▸ The task
Count how many lines of the data below contain the string "white", matching case exactly, and reply with only that number.

(Excerpts of location labeling data)

****************

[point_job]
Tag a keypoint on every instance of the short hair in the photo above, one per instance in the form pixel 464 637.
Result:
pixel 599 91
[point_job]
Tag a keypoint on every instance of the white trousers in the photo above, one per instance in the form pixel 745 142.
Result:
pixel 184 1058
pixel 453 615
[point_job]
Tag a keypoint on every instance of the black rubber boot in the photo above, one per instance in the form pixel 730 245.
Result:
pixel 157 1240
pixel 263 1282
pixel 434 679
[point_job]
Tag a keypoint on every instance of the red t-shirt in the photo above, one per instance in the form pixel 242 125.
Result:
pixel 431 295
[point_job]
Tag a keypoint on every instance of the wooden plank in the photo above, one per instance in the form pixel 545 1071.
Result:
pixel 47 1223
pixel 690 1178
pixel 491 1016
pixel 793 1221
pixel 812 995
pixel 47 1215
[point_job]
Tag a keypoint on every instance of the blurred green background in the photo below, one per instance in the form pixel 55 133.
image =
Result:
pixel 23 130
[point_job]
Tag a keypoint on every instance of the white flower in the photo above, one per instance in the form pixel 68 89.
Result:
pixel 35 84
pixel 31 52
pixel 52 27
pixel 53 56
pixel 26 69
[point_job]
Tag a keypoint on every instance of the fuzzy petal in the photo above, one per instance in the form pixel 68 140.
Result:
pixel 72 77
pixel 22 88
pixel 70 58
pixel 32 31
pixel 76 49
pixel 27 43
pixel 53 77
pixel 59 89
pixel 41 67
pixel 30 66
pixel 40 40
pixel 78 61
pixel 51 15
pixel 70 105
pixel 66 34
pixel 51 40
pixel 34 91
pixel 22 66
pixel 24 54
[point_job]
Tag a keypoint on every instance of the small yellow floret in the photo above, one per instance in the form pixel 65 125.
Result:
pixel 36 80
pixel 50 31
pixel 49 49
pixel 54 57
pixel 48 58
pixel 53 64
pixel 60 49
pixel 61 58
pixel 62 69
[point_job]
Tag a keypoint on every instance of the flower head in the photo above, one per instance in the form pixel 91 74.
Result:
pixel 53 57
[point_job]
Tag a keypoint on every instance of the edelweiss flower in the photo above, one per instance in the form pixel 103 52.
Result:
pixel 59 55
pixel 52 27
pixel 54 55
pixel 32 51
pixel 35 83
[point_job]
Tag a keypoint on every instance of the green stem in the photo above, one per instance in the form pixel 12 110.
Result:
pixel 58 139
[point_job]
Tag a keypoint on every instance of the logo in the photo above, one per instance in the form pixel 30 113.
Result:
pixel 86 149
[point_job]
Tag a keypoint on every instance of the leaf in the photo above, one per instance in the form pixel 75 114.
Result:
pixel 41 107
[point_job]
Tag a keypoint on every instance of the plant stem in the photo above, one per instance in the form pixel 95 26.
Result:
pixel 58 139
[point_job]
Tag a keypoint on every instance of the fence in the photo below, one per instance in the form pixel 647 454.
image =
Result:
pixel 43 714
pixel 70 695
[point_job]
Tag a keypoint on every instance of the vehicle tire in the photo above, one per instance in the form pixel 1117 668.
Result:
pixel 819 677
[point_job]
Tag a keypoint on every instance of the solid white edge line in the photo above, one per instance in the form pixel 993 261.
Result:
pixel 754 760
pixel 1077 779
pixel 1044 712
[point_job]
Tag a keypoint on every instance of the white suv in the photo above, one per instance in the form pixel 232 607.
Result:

****************

▸ The response
4